### Exercise set
• 1. According to the excerpt on celebrating bin Laden's death, what is happening to threat levels?
• 2. Pick up the excerpt on celebrating bin Laden's death right after its last sentence and keep writing in the same voice.

### Excerpt provided
===============

But at least one voice is having none of it. At the Huffington Post, “specialist in transformational change” (whatever that means) Dr. Pamela Gerloff writes that celebrating bin Laden’s death is mentally unhealthy and geopolitically dangerous:

“Celebrating” the killing of any member of our species–for example, by chanting USA! USA! and singing The Star Spangled Banner outside the White House or jubilantly demonstrating in the streets–is a violation of human dignity. Regardless of the perceived degree of “good” or “evil” in any of us, we are all, each of us, human. To celebrate the killing of a life, any life, is a failure to honor life’s inherent sanctity.

Plenty of people will argue that Osama Bin Laden did not respect the sanctity of others’ lives. To that I would ask, “What relevance does that have to our own actions?” One aspect of being human is our ability to choose our own behavior; more specifically, our capacity to return good for evil, love for hate, dignity for indignity. While Osama Bin Laden was widely considered to be the personification of evil, he was nonetheless a human being. A more peaceable response to his killing would be to mourn the many tragedies that led up to his violent death and the thousands of violent deaths that occurred in the attempt to eliminate him from the face of the Earth; and to feel compassion for anyone who, because of their role in the military or government, American or otherwise, has had to play a role in killing another. This kind of compassion can be cultivated, as practitioners of many different spiritual traditions will attest […]

It is hard not to think that some of the impulse to celebrate “justice being done” may also contain a certain pleasure in revenge–not just “closure” but “getting even.” The world is not safer with Osama Bin Laden’s violent demise (threat levels are going up, not down); evil has not been finally removed from the Earth; the War on Terror goes on–so any celebration must be tempered with the sobering fact that much work still needs to be done to establish peace.

===============

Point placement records
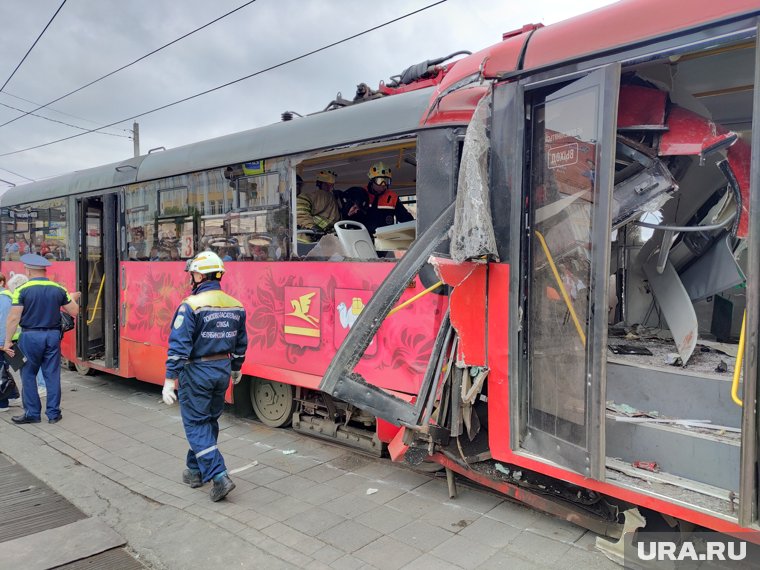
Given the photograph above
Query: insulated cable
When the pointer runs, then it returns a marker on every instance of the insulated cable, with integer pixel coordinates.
(123, 66)
(207, 91)
(34, 44)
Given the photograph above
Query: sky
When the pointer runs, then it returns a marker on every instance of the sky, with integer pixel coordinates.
(90, 38)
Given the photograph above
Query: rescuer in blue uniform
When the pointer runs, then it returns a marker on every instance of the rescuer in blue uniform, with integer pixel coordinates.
(37, 307)
(206, 349)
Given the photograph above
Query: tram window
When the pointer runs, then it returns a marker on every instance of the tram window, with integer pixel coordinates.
(140, 208)
(36, 228)
(390, 223)
(254, 225)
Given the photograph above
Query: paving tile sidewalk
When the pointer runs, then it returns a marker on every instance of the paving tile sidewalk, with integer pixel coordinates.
(119, 452)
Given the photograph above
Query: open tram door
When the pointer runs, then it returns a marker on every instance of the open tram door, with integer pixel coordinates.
(559, 251)
(97, 279)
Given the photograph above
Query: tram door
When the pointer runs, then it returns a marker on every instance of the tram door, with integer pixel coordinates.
(97, 277)
(570, 138)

===============

### Exercise results
• 1. They are going up, not down.

• 2.
There’s a lot to unpack here, most of it awful. But first, for the sake of fairness and decency one fair point must be acknowledged: If we truly recognize the intrinsic worth of all human life, we have to recognize that even the worst among us have souls, warped and polluted though they may be, and be careful not to think casually of any killing—even just and necessary killing, as bin Laden’s death clearly was. Now, I’d be lying if I told you I haven’t found some satisfaction in the confidence that Osama now knows the afterlife isn’t quite what he expected, but I also have to admit those thoughts don’t live up to the standard my Savior has set for me.

So we shouldn’t take pleasure in exacting bloody vengeance, but there is another aspect to the celebration that is entirely appropriate. As I survey the reactions of friends, acquaintances, and pundits, it seems to me bloodlust is not the primary animating force of their celebration. Justice is. People are celebrating the fact that an act of tremendous evil has been punished, ensuring that bin Laden will never again threaten the United States and sending a clear message to our surviving enemies: hurt us, and we’ll find you, no matter where on earth you go, no matter how long it takes. And when we do, you won’t like what comes next.

Celebrating the destruction and punishment of evil is not only a proper impulse in a free society it’s a necessary one. Quite simply, a society that does not strongly embrace and venerate the punishment of evil is a society that is incapable of survival.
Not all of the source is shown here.